Exercise: Apart from the pictures, every entry below must be given again exactly.

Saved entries

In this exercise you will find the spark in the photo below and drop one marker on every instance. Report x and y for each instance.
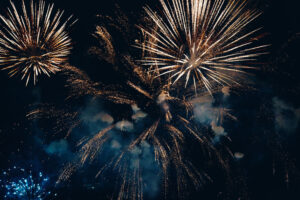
(20, 184)
(34, 41)
(203, 43)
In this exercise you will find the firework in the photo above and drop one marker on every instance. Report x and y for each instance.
(202, 43)
(132, 152)
(20, 184)
(33, 42)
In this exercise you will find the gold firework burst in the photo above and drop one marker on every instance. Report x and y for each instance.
(33, 42)
(202, 42)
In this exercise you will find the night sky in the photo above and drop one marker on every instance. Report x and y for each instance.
(266, 132)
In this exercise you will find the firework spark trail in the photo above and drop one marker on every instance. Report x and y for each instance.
(169, 126)
(20, 184)
(201, 41)
(33, 42)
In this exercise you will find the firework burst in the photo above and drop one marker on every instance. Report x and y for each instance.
(17, 183)
(34, 42)
(133, 152)
(200, 42)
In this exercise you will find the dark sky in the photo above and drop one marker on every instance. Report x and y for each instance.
(255, 134)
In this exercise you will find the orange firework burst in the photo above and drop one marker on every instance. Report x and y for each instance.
(201, 41)
(34, 42)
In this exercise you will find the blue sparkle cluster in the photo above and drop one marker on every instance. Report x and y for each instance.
(22, 185)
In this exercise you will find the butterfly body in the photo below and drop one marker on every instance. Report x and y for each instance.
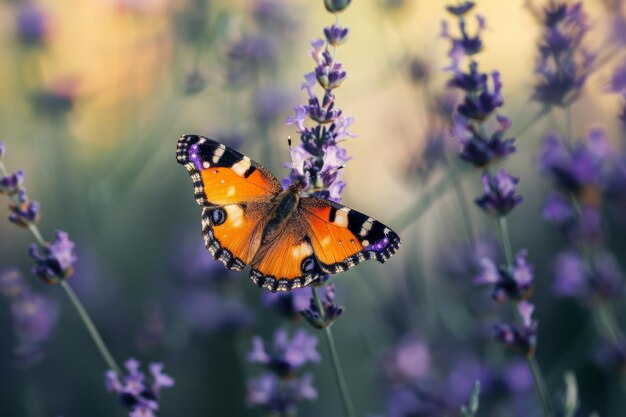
(289, 241)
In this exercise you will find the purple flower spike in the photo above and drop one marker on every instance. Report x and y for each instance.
(286, 356)
(141, 397)
(11, 184)
(461, 9)
(563, 64)
(280, 397)
(513, 283)
(499, 198)
(57, 261)
(335, 35)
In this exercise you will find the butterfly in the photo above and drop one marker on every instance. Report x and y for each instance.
(289, 241)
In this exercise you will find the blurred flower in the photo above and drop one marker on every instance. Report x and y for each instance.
(34, 318)
(580, 170)
(32, 24)
(563, 64)
(335, 6)
(331, 312)
(285, 356)
(278, 396)
(206, 311)
(408, 361)
(315, 161)
(288, 304)
(499, 198)
(141, 398)
(602, 280)
(509, 283)
(195, 82)
(56, 262)
(479, 150)
(520, 339)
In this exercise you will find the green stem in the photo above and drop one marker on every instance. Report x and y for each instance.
(341, 380)
(505, 240)
(91, 328)
(541, 385)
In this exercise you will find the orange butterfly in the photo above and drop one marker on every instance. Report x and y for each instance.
(289, 241)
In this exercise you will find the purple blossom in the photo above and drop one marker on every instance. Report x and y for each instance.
(278, 396)
(134, 392)
(34, 318)
(32, 24)
(563, 64)
(288, 304)
(56, 262)
(499, 197)
(286, 355)
(408, 361)
(599, 281)
(509, 283)
(316, 159)
(479, 150)
(523, 338)
(335, 34)
(331, 312)
(581, 169)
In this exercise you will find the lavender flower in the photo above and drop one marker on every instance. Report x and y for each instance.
(56, 263)
(509, 283)
(141, 398)
(280, 396)
(320, 319)
(580, 170)
(285, 356)
(32, 24)
(499, 198)
(318, 151)
(602, 280)
(523, 338)
(34, 318)
(563, 64)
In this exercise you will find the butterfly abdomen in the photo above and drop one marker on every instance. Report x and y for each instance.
(286, 205)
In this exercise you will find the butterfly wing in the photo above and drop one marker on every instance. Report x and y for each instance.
(235, 193)
(322, 237)
(343, 237)
(221, 175)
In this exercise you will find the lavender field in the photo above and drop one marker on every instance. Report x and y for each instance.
(490, 136)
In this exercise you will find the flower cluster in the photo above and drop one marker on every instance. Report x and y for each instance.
(34, 317)
(57, 260)
(481, 97)
(509, 282)
(140, 397)
(279, 389)
(563, 64)
(317, 158)
(331, 311)
(583, 174)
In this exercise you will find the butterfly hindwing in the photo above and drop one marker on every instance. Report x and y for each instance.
(235, 193)
(288, 261)
(343, 237)
(322, 237)
(221, 175)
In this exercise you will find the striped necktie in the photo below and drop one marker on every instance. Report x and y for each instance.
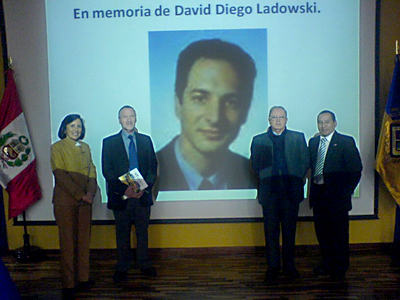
(133, 161)
(318, 174)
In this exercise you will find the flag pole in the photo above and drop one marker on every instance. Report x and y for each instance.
(27, 252)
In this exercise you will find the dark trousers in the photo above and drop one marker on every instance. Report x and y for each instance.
(133, 214)
(74, 231)
(282, 213)
(332, 229)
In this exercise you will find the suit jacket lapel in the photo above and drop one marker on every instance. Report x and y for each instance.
(121, 151)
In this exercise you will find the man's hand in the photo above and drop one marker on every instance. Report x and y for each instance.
(130, 192)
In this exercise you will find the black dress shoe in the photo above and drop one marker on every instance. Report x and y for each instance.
(82, 285)
(272, 274)
(321, 270)
(150, 272)
(292, 273)
(68, 293)
(338, 276)
(119, 276)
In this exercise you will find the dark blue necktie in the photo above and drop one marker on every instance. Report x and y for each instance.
(133, 162)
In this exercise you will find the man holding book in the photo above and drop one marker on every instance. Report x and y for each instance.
(122, 153)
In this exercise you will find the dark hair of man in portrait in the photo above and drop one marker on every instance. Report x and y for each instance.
(217, 49)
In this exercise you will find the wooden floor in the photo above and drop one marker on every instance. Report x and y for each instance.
(227, 273)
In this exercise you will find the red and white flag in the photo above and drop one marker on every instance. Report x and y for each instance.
(17, 158)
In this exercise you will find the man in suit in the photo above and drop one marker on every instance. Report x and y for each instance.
(213, 92)
(336, 171)
(279, 158)
(121, 153)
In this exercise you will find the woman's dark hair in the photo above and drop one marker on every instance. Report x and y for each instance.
(69, 119)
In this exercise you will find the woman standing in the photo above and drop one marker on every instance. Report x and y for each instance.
(75, 187)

Expected output:
In this exercise you will find the spark in the photo below and drop one marker on every instance. Report x and y for each instance.
(20, 184)
(34, 41)
(203, 43)
In this exercise you will find the firework in the photo above and drop one marker on every instance. Report x and y for each instance.
(202, 43)
(132, 152)
(20, 184)
(33, 42)
In this exercise you will find the gold firework burst in the photo above and drop one marker on every instance. Report x and y for each instance.
(33, 42)
(202, 42)
In this exercise you will find the night sky in the photo above and drop one marker on every instance. Report x and y for each instance.
(266, 132)
In this exercise you will find the firework spark trail in the photo above and drop one marker on every instance. Report x and y for each instance.
(169, 126)
(20, 184)
(201, 41)
(33, 42)
In this exercise you will find the firework burst in the photo above and drop one marker on every instance. Report x and y for each instance.
(17, 183)
(34, 42)
(133, 152)
(200, 42)
In this exercise you will find the dark sky in the photo above and drop one marker on every instance. Report x and y for each instance.
(255, 134)
In this exercise you will find the orange firework burst in the photo above and drop one marker on every instance. Report x and y for each instance.
(201, 41)
(34, 42)
In this exercise you will find the blue sparkle cluster in the photo above and drop one marker on every instance. Report x and y for each instance.
(22, 185)
In this exercise you will find the butterfly body in the photo below and drop one marker on every instance. Report x and y for each instance.
(289, 241)
In this exercise you will find the purple flower spike in the photo above and drop one marker on every instance. Report x and y for each instance.
(286, 356)
(141, 397)
(11, 184)
(461, 9)
(563, 64)
(280, 397)
(513, 283)
(499, 198)
(57, 261)
(335, 35)
In this exercise you will find the butterfly in the photo above and drop one marker on every instance. Report x and y for each instance.
(289, 241)
In this exercise you will find the blurred flower in the photo above and drop one marker on every instance. Report x and y for each instance.
(34, 318)
(580, 170)
(32, 24)
(563, 64)
(335, 6)
(331, 312)
(285, 356)
(278, 396)
(206, 311)
(408, 361)
(315, 161)
(288, 304)
(499, 198)
(141, 398)
(602, 280)
(509, 283)
(195, 82)
(56, 262)
(479, 150)
(520, 339)
In this exercise you will find the green stem in the photo above and drop one marker on every instance. Report x and y for each instance.
(341, 380)
(505, 240)
(91, 328)
(541, 385)
In this exercise you will find the orange butterfly in the photo above and drop one marker on every instance. Report x and y for each instance.
(289, 241)
In this exercise you will find the purple blossom in the photo above and drop one marker on every instance. Report x and y for each instance.
(278, 396)
(134, 392)
(34, 318)
(32, 24)
(563, 64)
(288, 304)
(56, 262)
(499, 197)
(286, 355)
(408, 361)
(599, 281)
(509, 283)
(316, 159)
(479, 150)
(523, 338)
(335, 34)
(331, 312)
(581, 169)
In this exercise you will find the lavender flower in the photo above and drop one marker on every instance. Report x and y for each instance.
(56, 263)
(509, 283)
(141, 398)
(280, 396)
(320, 319)
(580, 170)
(285, 356)
(32, 24)
(499, 198)
(318, 151)
(602, 280)
(523, 338)
(34, 318)
(563, 64)
In this exercise you will find the butterfly abdomen in the photo above and drop one marker on every instance. Report x and y for each instance.
(286, 205)
In this exercise you will find the butterfly wing in the photo above and drop one marker on every instance. Report x and y for each instance.
(235, 193)
(322, 237)
(343, 237)
(221, 175)
In this exercise you will find the lavender field in the photo above and drop one marker on every instance. Report x and y for each instance.
(490, 136)
In this exercise you will find the flower cluster in the photo above and drop one marker on every instance. Report x and y for each instance.
(34, 317)
(57, 260)
(481, 97)
(509, 282)
(140, 397)
(279, 389)
(563, 64)
(317, 158)
(331, 311)
(583, 174)
In this exercise you will find the butterfly hindwing in the photo above and drop one marker on every instance. Report x and y for each instance.
(235, 193)
(288, 261)
(343, 237)
(322, 237)
(221, 175)
In this exercise you will find the striped necktie in the photo below and drop one marker on every instance. Report x and y for each instance.
(133, 161)
(318, 174)
In this exercise you will find the flag pole in the photo above and drop one marker on every instance. Report x and y for each instance.
(27, 252)
In this exercise you will find the dark trousers in the photo above and drop one marker on every instance. Report x and y for each instance.
(133, 214)
(74, 231)
(282, 213)
(332, 229)
In this exercise you will find the suit jacket lapel in the photo above and drop one marker on every instance. Report x and y for each instance.
(121, 151)
In this exercise you will find the man's hand in the photo above and drop one marker on every instance. Report x and y for each instance.
(130, 192)
In this exercise you will find the black dress shoe in the photo above and drop one marker on every instance. Report x and y for each instance.
(82, 285)
(272, 274)
(321, 270)
(150, 272)
(292, 273)
(68, 293)
(338, 276)
(119, 276)
In this exercise you will find the dark blue necktie in the photo above and drop one marker on every instance. Report x and y for each instance.
(133, 162)
In this exercise you will find the man holding book in the photo above and drop one marker on every instance. Report x and y for each instance.
(122, 153)
In this exercise you will find the dark hair of man in portrait in the photo above and drop one marker on every instance. Report x and y for each instance.
(217, 49)
In this exercise you will find the wooden floor in the photo above and drop one marker on every instance. Report x and y for each instance.
(227, 273)
In this exercise you will find the red and white flag in the photo above and drop one marker on every instance. Report x and y for each instance.
(17, 158)
In this exercise you will find the man in suit in the photo above and drop one marker on every instance. Report x and y for each instance.
(213, 92)
(336, 171)
(279, 158)
(121, 153)
In this exercise you will find the woman's dark hair in the photo above and drop one marker on every instance. Report x and y for each instance.
(69, 119)
In this exercise you will find the woman standing in the photo above and drop one marker on every instance. Report x and y for each instance.
(75, 187)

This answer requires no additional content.